Microsoft Dynamics 365 Fundamentals (ERP), commonly known as MB-920, is an entry-level certification for understanding how Dynamics 365 business applications support finance and operations processes. It is most useful for people who need to learn the language, scope, and business value of Dynamics 365 ERP before moving into implementation, consulting, support, or product-specialist work.
The naming matters because older references to “Finance and Operations” can make the certification sound narrower than it is. Microsoft’s current exam materials should always be treated as the source of truth for skills measured, because product names and exam emphasis can change. Candidates should check the Microsoft Learn MB-920 exam page and the current skills outline before committing study time, especially if they are using older notes, practice questions, or course materials.
MB-920 is a concept-first certification across the Dynamics 365 ERP product family. It helps candidates show that they understand what Dynamics 365 Finance, Supply Chain Management, Commerce, Human Resources, and Project Operations are for, how they relate to common business processes, and where Microsoft cloud services such as Power Platform and reporting capabilities may fit around them.
That distinction is important. The exam is not designed to prove that a candidate can configure every ledger setting, build warehouse workflows, or design a production environment. It is closer to a shared vocabulary test for ERP work: what business problem the application solves, which stakeholders are involved, what kind of data flows through the process, and why one Dynamics 365 application may be more relevant than another in a given scenario.
In practice, fundamentals knowledge often shows up before a formal implementation begins. A business analyst may need to map a purchase-to-pay process well enough to ask better discovery questions. A pre-sales associate may need to explain why inventory, procurement, and finance data should not be treated as separate conversations. A support engineer may need to recognise whether a user issue belongs in Finance, Supply Chain Management, Commerce, or an integration layer. MB-920 gives structure to those conversations without requiring specialist depth too early.
| ERP area | Typical business conversation | What fundamentals knowledge helps clarify |
|---|---|---|
| Finance | General ledger, accounts payable, accounts receivable, budgeting, and financial reporting. | How financial transactions are captured, summarised, and used for control and reporting. |
| Supply chain | Procurement, inventory, warehousing, production, and logistics. | How operational movement creates data that affects availability, cost, fulfilment, and planning. |
| Commerce and project operations | Retail operations, project delivery, resources, time, expenses, and revenue recognition. | How front-office activity and delivery work connect back to operational and financial records. |
MB-920 is a strong fit for aspiring business analysts, junior functional consultants, pre-sales associates, support engineers aligned to Finance or Supply Chain workloads, and project managers coordinating ERP rollouts. It is also useful for IT generalists who support Microsoft business applications and need enough ERP awareness to route issues, understand dependencies, and communicate with functional teams.

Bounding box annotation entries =

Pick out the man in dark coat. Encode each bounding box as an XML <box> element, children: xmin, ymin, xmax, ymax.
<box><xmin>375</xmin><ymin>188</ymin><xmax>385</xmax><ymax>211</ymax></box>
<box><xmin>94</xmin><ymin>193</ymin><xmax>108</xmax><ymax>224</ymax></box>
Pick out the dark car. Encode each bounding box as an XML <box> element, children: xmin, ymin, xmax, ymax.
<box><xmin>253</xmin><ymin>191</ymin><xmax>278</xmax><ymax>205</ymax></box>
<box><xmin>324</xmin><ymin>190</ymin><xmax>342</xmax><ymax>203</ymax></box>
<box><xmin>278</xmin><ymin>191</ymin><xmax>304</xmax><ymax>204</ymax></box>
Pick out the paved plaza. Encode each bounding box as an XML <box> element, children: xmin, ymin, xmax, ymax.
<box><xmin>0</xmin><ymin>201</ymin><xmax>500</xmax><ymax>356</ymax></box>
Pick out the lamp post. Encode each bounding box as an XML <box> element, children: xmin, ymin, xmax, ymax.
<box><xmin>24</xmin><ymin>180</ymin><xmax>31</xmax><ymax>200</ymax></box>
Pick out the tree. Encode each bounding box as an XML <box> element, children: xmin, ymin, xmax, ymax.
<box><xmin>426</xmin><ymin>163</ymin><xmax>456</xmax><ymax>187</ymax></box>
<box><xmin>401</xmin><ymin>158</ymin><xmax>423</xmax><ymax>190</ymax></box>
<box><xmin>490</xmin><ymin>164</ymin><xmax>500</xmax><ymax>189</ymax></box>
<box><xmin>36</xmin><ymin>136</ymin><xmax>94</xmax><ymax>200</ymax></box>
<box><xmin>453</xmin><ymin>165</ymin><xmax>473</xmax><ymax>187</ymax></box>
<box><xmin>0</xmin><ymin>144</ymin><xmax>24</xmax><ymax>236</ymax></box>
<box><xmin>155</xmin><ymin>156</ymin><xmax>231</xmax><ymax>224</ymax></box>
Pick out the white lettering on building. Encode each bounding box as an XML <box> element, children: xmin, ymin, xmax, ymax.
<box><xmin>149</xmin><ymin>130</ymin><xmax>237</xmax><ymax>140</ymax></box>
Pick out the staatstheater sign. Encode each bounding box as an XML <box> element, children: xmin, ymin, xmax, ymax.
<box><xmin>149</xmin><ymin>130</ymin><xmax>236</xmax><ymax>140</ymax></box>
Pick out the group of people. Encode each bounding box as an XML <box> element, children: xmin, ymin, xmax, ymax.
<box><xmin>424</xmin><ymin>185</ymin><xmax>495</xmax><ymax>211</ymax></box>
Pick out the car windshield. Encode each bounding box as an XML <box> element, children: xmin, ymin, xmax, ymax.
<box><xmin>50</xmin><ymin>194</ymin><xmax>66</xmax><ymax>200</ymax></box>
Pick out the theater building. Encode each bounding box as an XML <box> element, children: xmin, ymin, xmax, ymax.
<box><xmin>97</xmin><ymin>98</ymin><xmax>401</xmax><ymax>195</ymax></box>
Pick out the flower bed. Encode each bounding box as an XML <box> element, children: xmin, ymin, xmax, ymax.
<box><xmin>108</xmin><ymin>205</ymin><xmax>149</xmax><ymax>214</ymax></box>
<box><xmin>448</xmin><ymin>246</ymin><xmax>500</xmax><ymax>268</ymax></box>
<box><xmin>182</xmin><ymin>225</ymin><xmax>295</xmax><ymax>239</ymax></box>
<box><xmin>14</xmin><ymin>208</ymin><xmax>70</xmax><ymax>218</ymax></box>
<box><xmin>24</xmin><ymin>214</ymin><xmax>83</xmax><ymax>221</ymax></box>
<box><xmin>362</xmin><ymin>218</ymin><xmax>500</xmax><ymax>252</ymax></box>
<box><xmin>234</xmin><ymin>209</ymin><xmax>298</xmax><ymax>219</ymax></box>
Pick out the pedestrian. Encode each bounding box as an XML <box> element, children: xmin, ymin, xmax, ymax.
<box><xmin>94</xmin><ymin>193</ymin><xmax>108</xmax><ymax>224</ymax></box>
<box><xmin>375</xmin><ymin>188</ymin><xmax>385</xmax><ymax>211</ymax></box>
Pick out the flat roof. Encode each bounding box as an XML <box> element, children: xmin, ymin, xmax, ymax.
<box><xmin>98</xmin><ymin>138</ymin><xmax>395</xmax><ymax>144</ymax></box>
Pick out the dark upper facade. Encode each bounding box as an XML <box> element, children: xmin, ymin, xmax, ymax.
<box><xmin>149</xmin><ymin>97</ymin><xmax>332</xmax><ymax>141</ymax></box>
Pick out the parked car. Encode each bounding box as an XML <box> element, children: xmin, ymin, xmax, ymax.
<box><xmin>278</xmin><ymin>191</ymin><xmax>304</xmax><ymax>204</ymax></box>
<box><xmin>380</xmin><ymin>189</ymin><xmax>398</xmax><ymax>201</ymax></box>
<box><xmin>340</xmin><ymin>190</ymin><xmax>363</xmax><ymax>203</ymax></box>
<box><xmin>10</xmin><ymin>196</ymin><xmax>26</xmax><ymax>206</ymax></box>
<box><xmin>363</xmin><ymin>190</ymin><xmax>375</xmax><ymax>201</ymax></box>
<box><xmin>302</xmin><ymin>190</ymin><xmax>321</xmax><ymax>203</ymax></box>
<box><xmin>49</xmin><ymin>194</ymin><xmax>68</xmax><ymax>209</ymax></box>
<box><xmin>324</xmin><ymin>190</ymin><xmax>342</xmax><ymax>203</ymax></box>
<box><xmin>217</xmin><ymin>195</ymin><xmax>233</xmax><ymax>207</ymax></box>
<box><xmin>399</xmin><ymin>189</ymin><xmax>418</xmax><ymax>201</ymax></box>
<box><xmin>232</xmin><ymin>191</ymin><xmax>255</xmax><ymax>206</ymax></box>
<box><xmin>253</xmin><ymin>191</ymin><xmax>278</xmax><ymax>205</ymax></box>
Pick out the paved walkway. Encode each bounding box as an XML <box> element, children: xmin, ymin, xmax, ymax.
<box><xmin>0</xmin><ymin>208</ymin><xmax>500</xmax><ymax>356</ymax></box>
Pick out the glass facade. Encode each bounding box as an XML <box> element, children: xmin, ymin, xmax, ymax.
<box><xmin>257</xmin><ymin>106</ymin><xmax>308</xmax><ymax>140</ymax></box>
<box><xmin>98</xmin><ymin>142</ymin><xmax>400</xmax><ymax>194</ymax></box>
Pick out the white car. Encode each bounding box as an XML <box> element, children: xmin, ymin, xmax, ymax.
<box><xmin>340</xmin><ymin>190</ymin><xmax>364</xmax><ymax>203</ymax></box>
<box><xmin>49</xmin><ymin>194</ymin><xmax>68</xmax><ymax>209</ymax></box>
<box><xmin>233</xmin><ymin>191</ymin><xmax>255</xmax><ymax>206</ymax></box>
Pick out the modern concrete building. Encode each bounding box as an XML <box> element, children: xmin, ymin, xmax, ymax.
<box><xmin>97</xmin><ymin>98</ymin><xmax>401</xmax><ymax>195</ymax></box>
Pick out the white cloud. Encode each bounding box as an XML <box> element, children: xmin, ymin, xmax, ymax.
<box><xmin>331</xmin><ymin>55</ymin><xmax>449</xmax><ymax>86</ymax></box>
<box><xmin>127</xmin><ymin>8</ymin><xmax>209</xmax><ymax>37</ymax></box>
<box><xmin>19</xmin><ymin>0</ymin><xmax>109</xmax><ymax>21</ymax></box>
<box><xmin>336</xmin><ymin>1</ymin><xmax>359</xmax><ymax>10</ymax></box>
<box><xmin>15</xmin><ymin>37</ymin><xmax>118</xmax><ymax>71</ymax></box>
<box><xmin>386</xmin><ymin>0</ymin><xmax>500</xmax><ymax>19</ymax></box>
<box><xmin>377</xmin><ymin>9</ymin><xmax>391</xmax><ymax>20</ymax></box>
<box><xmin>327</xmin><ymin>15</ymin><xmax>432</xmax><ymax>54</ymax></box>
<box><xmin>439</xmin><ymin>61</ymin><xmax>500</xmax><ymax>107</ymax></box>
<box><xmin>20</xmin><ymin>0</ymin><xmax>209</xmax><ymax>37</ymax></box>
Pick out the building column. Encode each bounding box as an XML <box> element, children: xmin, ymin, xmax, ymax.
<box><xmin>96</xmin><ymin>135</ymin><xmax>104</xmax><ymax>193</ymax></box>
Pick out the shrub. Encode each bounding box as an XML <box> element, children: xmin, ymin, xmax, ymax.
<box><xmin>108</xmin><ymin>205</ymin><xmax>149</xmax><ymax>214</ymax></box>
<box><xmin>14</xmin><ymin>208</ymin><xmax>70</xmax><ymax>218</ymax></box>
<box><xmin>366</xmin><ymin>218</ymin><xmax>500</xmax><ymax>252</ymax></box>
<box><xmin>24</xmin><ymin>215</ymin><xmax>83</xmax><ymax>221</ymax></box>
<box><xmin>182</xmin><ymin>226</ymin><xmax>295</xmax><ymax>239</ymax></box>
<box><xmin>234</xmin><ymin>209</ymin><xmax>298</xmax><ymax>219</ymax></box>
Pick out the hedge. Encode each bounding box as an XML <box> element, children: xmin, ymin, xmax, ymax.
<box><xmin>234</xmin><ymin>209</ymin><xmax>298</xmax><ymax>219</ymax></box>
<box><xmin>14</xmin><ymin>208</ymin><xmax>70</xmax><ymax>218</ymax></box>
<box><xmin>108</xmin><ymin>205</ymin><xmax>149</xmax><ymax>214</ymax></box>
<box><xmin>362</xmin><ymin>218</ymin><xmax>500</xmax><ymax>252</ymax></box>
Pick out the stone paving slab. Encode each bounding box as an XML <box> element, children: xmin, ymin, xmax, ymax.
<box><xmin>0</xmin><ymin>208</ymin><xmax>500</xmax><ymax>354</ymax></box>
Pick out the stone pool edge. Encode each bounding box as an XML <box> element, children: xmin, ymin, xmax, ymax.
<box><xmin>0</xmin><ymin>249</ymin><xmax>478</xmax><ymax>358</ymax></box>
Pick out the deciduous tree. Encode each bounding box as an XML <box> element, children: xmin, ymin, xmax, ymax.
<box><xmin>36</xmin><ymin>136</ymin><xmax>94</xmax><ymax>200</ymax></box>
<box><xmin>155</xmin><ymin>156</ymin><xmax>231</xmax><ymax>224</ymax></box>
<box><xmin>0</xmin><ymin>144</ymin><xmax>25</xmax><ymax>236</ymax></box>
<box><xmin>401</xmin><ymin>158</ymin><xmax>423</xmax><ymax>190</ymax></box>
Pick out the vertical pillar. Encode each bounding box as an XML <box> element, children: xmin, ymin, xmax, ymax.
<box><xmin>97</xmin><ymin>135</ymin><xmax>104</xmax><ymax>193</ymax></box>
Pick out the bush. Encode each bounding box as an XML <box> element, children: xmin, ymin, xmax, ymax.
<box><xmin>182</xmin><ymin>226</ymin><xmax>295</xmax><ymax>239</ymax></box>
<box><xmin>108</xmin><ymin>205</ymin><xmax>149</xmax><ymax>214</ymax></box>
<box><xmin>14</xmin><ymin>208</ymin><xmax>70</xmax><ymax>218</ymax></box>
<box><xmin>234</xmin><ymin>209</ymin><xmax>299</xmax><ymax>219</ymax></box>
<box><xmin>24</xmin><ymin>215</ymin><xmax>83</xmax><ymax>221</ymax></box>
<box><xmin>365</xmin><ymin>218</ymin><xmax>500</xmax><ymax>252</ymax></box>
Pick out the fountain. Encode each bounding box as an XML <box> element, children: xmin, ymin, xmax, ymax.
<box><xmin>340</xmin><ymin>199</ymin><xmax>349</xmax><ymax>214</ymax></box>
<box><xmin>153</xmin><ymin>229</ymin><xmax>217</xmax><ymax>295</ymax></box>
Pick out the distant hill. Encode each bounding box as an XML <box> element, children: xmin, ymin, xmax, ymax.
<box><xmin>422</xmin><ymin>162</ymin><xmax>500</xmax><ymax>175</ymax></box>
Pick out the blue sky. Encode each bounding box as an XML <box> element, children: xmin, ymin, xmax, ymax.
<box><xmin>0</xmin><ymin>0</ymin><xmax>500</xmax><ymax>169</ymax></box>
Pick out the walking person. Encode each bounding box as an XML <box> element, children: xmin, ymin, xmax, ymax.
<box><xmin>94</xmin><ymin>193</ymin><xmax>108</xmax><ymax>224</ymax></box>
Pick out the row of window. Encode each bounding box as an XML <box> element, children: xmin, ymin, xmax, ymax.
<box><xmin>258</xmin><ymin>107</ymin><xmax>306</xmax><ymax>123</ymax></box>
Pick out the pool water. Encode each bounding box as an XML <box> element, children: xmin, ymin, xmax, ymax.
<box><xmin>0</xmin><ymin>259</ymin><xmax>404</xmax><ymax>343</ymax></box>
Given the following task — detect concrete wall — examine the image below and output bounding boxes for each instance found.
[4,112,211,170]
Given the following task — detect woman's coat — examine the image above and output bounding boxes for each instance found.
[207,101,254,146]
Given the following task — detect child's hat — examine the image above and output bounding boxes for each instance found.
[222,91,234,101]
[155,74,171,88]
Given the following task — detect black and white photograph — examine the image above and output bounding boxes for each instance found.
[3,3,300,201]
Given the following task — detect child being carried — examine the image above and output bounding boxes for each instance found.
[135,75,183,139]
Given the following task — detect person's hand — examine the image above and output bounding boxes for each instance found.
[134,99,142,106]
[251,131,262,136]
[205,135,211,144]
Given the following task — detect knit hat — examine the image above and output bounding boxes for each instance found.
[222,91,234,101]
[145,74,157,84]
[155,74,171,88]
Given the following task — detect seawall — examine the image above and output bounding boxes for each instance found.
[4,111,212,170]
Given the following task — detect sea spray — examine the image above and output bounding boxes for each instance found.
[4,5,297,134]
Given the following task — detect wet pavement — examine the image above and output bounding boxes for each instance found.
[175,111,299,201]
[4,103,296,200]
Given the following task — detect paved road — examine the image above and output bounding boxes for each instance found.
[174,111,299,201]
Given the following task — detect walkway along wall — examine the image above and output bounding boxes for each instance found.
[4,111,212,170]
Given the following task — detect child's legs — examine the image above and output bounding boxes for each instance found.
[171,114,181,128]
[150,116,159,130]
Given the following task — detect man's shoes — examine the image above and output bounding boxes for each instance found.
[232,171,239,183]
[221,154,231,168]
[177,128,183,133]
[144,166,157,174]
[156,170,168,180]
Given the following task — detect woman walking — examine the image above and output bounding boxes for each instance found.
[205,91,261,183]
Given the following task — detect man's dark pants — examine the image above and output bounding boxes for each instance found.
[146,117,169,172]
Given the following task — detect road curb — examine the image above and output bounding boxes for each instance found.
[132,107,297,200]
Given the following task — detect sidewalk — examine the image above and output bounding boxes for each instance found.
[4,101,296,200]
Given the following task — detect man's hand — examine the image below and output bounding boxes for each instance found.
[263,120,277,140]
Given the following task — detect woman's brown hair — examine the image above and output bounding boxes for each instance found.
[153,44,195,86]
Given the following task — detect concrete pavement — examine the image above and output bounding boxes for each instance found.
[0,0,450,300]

Your tasks =
(a) What does the MB-920 overview say should always be treated as the source of truth for skills measured?
(b) Repeat the MB-920 overview from "In practice, fundamentals" up to and including "depth too early.".

Solutions to the problems =
(a) Microsoft's current exam materials.

(b)
In practice, fundamentals knowledge often shows up before a formal implementation begins. A business analyst may need to map a purchase-to-pay process well enough to ask better discovery questions. A pre-sales associate may need to explain why inventory, procurement, and finance data should not be treated as separate conversations. A support engineer may need to recognise whether a user issue belongs in Finance, Supply Chain Management, Commerce, or an integration layer. MB-920 gives structure to those conversations without requiring specialist depth too early.